SHORT PROBLEM A -
Rewrite the records from the line with "of the shrub" through the end of the records, swapping "shrub" for "bush" and leaving everything else as is.

EXTRACTED TEXT -
2. The method of claim 1 , further comprising:
creating a landscape video preview by stitching together each filtered segment.
3. The method of claim 1 , further comprising:
creating a landscape video preview by stitching together each filtered segment;
distributing the landscape video preview to the one or more client devices, when the one or more client devices is in landscape viewing mode.
4. The method of claim 1 , further comprising:
creating a landscape video preview by stitching together each filtered segment;
distributing the landscape video preview to the one or more client devices, when the one or more client devices is in landscape viewing mode;
wherein the distributing the video preview to the one or more mobile client devices distributes the video preview to the one or more mobile client devices, when the one or more client devices is in portrait viewing mode.
5. The method of claim 1 , wherein the no voice characteristics includes one or more characters in each segment that is has no lip movement.
6. The method of claim 1 , wherein the filtering each segment in the plurality of segments further comprises:
using facial recognition to identify characters in the landscape format video file;
identifying segments in the plurality of segments that includes one or more main characters.
7. The method of claim 1 , wherein the filtering each segment in the plurality of segments further comprises:
analyzing subtitles in the landscape format video file to evaluate importance of scenes.
8. The method of claim 1 , wherein the filtering each segment in the plurality of segments further comprises:
analyzing character facial expressions in the landscape format video file to evaluate importance of scenes.

INFORMATION SUPPLIED -
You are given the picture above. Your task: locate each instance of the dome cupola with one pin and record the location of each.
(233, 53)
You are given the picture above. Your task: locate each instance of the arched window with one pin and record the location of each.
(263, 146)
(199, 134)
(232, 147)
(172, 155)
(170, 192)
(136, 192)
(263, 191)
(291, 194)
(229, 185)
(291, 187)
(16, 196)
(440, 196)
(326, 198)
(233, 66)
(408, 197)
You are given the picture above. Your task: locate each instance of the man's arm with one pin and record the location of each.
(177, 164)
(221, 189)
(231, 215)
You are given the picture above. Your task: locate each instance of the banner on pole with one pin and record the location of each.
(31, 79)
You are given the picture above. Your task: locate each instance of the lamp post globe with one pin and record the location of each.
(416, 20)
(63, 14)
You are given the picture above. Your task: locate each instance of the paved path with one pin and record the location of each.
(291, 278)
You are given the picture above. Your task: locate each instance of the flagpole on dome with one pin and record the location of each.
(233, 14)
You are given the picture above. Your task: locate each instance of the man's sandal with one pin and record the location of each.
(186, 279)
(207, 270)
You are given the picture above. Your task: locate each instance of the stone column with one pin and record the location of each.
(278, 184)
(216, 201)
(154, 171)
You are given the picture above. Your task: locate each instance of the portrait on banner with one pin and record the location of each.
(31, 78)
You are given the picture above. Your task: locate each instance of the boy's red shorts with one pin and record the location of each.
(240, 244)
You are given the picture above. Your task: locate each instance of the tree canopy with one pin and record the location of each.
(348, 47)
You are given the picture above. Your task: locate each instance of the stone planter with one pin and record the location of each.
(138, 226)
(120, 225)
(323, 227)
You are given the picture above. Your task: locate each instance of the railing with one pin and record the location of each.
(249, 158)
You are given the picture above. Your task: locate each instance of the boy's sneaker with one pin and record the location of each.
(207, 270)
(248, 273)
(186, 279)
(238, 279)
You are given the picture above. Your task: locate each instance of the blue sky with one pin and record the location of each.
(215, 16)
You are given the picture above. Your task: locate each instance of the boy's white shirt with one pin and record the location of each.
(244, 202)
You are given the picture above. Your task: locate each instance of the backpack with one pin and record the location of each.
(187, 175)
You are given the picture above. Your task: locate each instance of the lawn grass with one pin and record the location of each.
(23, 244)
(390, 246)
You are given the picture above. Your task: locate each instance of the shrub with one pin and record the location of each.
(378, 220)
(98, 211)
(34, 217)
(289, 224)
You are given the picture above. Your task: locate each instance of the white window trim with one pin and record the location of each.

SHORT PROBLEM B -
Answer these questions about the patent claims on video previews:
(i) In claim 3, when is the landscape video preview sent to the one or more client devices?
(ii) In claim 6, what is used to identify characters in the landscape format video file?
(iii) In claim 7, what is analyzed to evaluate importance of scenes?

CORRECT ANSWER A -
You are given the picture above. Your task: locate each instance of the bush with one pin and record the location of each.
(378, 220)
(98, 211)
(34, 217)
(289, 224)
You are given the picture above. Your task: locate each instance of the white window trim with one pin and record the location of each.

CORRECT ANSWER B -
(i) When the one or more client devices is in landscape viewing mode.
(ii) Facial recognition.
(iii) Subtitles in the landscape format video file.